## BEGIN
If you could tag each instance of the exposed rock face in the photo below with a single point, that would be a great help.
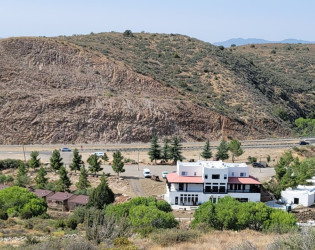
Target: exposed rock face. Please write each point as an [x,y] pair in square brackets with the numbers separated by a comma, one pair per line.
[58,93]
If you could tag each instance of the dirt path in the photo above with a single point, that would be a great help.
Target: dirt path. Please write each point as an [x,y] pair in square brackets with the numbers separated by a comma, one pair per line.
[136,186]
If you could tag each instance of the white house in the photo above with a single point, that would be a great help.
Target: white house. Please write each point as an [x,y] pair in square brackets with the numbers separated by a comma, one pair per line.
[196,182]
[303,195]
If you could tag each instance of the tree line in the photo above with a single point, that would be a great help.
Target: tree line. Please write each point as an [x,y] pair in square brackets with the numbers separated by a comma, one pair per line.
[174,151]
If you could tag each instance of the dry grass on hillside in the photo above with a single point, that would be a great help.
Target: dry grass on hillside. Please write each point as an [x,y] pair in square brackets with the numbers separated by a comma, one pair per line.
[218,240]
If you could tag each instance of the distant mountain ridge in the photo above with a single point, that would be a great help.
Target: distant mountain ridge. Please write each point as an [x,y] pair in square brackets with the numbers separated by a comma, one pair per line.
[242,41]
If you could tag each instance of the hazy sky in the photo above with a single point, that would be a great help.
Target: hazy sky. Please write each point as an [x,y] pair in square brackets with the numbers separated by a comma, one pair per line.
[208,20]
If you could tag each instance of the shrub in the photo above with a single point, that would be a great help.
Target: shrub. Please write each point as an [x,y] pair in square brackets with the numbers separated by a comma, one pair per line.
[72,223]
[60,224]
[174,236]
[31,240]
[78,214]
[28,224]
[9,163]
[3,215]
[164,206]
[234,215]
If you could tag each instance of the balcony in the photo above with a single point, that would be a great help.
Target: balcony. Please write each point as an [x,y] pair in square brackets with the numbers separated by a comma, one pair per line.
[252,190]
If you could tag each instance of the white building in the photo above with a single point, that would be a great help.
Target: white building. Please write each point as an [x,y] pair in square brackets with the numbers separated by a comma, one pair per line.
[196,182]
[303,195]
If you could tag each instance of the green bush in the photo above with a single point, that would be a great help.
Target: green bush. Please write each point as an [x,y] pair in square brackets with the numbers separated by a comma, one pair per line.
[60,224]
[234,215]
[9,163]
[78,214]
[3,215]
[174,236]
[164,206]
[72,223]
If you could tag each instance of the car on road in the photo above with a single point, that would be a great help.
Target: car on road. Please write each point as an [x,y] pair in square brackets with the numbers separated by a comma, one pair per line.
[146,173]
[303,143]
[257,165]
[164,173]
[99,154]
[65,150]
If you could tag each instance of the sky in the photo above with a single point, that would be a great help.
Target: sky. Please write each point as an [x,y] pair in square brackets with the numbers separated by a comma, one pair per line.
[207,20]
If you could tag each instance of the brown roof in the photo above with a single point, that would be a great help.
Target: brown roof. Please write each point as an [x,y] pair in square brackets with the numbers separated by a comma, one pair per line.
[42,192]
[80,199]
[61,196]
[2,186]
[175,178]
[243,180]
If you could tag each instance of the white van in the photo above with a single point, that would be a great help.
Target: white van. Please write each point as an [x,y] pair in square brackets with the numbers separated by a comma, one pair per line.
[146,173]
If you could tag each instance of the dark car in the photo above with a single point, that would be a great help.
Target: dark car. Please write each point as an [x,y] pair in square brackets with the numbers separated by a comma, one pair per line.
[257,165]
[65,150]
[303,143]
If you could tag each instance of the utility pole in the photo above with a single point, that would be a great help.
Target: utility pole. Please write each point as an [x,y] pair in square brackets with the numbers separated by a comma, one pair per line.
[138,159]
[24,153]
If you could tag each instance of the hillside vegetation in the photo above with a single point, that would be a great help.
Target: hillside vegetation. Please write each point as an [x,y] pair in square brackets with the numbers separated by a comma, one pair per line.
[114,87]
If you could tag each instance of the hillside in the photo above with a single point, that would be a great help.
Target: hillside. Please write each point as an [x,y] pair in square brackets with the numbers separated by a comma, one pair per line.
[111,88]
[242,41]
[220,80]
[53,92]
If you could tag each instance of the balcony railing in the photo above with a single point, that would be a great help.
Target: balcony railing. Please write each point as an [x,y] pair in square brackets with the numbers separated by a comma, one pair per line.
[244,191]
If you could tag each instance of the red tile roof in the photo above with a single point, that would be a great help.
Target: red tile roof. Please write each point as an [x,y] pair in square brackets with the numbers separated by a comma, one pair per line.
[175,178]
[243,180]
[60,196]
[2,186]
[80,199]
[42,193]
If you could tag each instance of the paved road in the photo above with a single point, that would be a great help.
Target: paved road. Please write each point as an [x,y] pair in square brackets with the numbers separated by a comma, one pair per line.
[45,151]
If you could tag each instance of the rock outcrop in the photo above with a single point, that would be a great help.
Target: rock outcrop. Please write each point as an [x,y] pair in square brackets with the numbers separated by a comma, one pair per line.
[54,92]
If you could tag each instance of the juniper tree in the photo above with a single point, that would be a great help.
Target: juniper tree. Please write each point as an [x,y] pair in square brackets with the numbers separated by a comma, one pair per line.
[118,164]
[155,151]
[235,148]
[56,160]
[166,151]
[64,182]
[41,179]
[94,164]
[83,182]
[22,179]
[175,152]
[222,153]
[105,157]
[76,161]
[101,195]
[34,162]
[206,153]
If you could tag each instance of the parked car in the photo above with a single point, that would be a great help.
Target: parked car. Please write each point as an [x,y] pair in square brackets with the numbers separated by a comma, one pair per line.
[257,165]
[303,143]
[99,154]
[146,173]
[65,150]
[164,173]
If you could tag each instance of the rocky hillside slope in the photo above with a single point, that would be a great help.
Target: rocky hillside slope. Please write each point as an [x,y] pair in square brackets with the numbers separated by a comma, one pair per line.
[53,91]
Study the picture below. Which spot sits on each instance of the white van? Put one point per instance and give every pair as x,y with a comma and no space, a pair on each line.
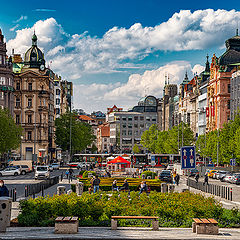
42,172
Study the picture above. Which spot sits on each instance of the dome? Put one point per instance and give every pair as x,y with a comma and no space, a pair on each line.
34,56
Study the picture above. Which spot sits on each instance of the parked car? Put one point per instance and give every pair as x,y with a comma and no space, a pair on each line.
211,172
10,171
236,178
42,172
55,166
221,175
193,172
228,177
166,176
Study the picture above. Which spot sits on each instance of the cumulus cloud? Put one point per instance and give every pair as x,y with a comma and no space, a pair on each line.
126,95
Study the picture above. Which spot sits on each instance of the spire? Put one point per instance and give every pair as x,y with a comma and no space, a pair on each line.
34,39
207,67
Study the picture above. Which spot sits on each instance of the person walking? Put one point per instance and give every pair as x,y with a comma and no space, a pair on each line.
205,179
177,179
197,177
3,190
96,183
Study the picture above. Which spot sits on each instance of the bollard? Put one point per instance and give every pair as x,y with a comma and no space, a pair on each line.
61,190
164,187
79,188
5,213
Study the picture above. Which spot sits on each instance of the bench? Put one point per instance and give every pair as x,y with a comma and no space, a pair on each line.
66,225
205,226
155,221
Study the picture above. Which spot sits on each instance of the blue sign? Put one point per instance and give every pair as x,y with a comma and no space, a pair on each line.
188,157
233,162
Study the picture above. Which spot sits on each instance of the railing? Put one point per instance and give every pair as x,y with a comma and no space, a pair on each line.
221,191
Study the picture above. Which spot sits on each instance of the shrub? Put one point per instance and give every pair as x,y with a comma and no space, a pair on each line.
85,174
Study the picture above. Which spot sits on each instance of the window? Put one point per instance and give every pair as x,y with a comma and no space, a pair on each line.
57,91
57,101
17,119
17,102
29,118
18,86
29,86
29,137
29,102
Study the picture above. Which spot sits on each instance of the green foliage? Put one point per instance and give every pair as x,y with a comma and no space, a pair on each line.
149,173
227,140
167,141
173,210
82,134
85,174
10,133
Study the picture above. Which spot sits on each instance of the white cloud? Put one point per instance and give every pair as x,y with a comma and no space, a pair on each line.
101,96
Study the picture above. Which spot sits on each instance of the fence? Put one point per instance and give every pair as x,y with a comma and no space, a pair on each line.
221,191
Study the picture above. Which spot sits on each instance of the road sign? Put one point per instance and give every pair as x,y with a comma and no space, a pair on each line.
188,157
233,162
153,160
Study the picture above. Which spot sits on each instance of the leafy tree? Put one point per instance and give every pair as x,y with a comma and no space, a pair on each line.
82,134
10,133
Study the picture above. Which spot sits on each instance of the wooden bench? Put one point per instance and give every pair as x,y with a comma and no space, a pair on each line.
155,221
205,226
66,225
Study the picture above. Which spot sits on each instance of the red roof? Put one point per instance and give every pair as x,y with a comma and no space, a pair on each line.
119,160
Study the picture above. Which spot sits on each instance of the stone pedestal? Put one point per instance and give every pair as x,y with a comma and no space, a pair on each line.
61,190
155,225
113,224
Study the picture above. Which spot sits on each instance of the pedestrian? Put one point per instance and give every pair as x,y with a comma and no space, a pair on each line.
70,174
90,189
177,179
205,179
125,186
96,184
114,186
197,177
3,190
143,187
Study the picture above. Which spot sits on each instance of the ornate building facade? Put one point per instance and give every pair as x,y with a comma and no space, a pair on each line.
6,78
34,106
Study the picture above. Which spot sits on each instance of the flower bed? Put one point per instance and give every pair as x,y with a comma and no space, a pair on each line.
174,210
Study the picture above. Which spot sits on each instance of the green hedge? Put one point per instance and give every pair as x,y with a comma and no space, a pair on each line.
173,210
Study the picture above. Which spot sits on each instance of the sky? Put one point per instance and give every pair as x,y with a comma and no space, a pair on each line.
116,52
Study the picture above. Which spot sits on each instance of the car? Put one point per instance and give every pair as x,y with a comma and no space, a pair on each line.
211,172
166,176
236,178
10,171
50,168
228,177
55,166
193,172
42,172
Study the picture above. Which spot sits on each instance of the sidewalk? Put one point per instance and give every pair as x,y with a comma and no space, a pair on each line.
122,233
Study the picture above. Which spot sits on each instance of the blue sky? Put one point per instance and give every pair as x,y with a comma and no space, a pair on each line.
115,52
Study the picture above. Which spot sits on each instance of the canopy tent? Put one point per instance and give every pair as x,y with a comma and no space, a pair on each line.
119,162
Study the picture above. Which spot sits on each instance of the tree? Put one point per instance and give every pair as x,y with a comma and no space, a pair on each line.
10,133
82,134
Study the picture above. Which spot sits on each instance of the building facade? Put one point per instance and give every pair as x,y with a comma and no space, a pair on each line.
6,78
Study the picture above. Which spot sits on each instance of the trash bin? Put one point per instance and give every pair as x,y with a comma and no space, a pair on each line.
171,188
164,187
5,213
61,190
79,188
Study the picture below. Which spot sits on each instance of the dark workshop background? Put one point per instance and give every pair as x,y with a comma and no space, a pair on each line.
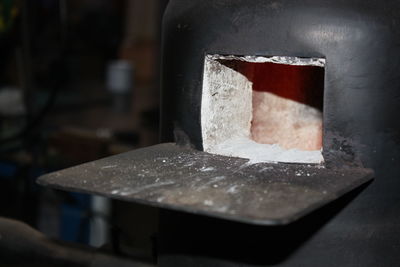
59,107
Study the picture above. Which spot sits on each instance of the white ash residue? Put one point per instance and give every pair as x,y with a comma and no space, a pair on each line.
257,153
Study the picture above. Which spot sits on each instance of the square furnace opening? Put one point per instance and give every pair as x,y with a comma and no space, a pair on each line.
266,109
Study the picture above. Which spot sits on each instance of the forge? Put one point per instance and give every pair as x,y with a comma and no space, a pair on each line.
266,109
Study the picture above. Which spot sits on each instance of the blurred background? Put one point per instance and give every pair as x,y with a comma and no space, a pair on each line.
79,80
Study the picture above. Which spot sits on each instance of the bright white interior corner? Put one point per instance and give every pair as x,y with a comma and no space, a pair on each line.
243,117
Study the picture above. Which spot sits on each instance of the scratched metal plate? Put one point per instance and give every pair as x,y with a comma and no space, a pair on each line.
169,176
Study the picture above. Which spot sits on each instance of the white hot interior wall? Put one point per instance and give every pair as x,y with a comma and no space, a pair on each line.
227,113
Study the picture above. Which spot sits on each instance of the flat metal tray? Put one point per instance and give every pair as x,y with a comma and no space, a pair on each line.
185,179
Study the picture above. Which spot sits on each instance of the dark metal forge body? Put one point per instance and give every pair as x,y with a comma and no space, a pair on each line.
359,40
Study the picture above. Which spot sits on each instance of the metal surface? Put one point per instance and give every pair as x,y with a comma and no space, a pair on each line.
185,179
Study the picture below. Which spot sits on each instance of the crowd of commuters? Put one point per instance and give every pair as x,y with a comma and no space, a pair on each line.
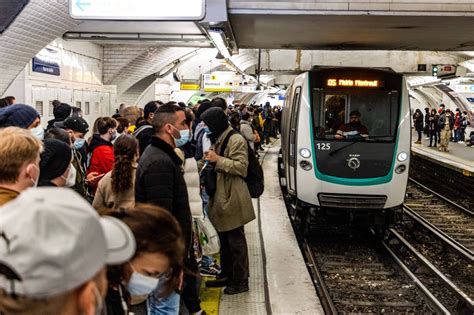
## END
REQUIRED WORK — Pick out every line of the listing that contains the string "hazy" and copy each one in full. Case counts, so only exact case matches qualify.

FULL SOLUTION —
If you could tag each instance of the hazy sky in the photo above with a single point, that would be a great help.
Target: hazy sky. Please write each point as an [x,y] pair in square brackets with the numbers separated by a comma, one pair per line.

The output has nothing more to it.